▸ **Records from a collection**:
*** Block opens ***
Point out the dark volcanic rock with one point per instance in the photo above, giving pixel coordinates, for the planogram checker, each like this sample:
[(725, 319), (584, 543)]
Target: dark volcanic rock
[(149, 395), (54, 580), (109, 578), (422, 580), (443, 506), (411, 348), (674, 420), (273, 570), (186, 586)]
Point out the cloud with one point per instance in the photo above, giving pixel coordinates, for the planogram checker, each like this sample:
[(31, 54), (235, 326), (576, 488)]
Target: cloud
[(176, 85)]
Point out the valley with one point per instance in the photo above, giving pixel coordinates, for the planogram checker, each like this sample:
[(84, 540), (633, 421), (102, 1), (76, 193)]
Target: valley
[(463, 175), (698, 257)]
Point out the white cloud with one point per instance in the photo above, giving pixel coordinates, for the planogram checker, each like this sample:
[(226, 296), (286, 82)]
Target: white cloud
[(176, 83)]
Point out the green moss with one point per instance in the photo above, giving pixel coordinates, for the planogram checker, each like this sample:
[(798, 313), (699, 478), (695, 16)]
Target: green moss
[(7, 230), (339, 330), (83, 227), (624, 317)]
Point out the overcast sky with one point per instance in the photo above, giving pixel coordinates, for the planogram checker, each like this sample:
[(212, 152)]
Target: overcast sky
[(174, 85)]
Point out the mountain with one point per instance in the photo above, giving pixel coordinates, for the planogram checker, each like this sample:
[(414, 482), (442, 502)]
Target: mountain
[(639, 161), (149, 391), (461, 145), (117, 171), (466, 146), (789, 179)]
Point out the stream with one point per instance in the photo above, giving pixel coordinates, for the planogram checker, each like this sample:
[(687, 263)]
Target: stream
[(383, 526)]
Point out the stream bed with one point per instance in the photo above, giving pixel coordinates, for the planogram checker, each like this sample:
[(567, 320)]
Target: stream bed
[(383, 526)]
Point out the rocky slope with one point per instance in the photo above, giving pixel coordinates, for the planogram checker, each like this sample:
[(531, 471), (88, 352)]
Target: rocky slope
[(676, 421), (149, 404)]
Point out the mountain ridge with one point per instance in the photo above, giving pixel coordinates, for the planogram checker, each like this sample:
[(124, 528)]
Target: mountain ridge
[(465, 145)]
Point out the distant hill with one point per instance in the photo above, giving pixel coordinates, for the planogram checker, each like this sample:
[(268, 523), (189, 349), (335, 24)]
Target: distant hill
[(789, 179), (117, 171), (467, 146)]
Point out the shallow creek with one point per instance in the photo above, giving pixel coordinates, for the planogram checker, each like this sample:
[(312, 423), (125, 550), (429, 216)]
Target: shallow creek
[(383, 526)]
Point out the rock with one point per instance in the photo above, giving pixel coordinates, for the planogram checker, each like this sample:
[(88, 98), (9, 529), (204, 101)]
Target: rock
*** Block closes ***
▸ **WHAT YOU SHOULD DO**:
Your task is to reproduce all the data exactly as shown.

▸ **TASK SOLUTION**:
Point out the dark volcanic rock with one point per instance in the photo above, giving pixel coordinates, for the planogram checker, each like this sample:
[(725, 319), (584, 543)]
Target: dark volcanic rock
[(149, 395), (54, 580), (109, 578), (422, 580), (443, 506), (411, 348), (674, 420), (273, 570), (186, 586)]
Point out the cloud with one point per instance in the photo above, giving pixel coordinates, for the planogram checker, each like this sample:
[(31, 54), (235, 326), (576, 488)]
Target: cloud
[(176, 85)]
Point out the valley with one point per instance in the photo above, giving pixel coordinates, for the planogram checker, each like this sample:
[(84, 540), (633, 421), (102, 1), (76, 193)]
Target: valley
[(463, 175), (698, 257)]
Point out the white cloud with one point per instance in the photo above, giving pixel coordinates, for the planogram checker, each like this sample:
[(226, 296), (286, 82)]
Target: white cloud
[(176, 83)]
Point out the green moss with one point per instance in the photo above, giving pixel coordinates, for the planogram checker, each like this sample:
[(798, 313), (699, 478), (695, 16)]
Target: green moss
[(7, 230), (339, 330), (83, 227), (624, 317)]
Point out the overcast sky with one point per instance in the photo above, giving pixel coordinates, for the planogram checker, each like this sample:
[(212, 152)]
Target: overcast sky
[(174, 85)]
Point out the mountain with one point per instance in the photo above, giving pixel coordinates, for the planogram checker, each like this sample:
[(414, 482), (442, 502)]
Target: mountain
[(639, 161), (149, 391), (461, 145), (117, 171), (466, 146), (789, 179)]
Point out the stream with one point per instance in the photo above, giving pixel coordinates, for the planogram checker, each like this sample:
[(687, 263)]
Target: stream
[(383, 526)]
Point out the stream bed with one point per instance in the photo above, giving pixel coordinates, for the planogram checker, each like this sample:
[(567, 320)]
Target: stream bed
[(383, 526)]
Point out the rocky slope with one point per instance in the photo above, giving pixel coordinates, for the planogram checker, each like this sample:
[(531, 471), (88, 352)]
Target: rocky slope
[(676, 421), (149, 404)]
Point out the mountain ridge with one point per instance in the photo above, giving pixel coordinates, for the planogram checker, each like this sample:
[(124, 528)]
Target: mountain ridge
[(465, 145)]
Point out the distant hill with one point per instance in the photo above, giving pixel coordinates, for the planogram checker, each like this sample:
[(268, 523), (189, 349), (335, 24)]
Target: distant hill
[(789, 179), (117, 171), (467, 146)]
Point out the shallow creek with one point per instance in the photo above, giving pixel coordinates, for the planogram checker, each like this sample:
[(312, 423), (125, 550), (429, 216)]
Target: shallow creek
[(383, 526)]
Point out the rock with one point per instance in the photo above, giving pixel coordinates, for the planogram checker, each like this sample:
[(88, 98), (9, 529), (204, 101)]
Target: rock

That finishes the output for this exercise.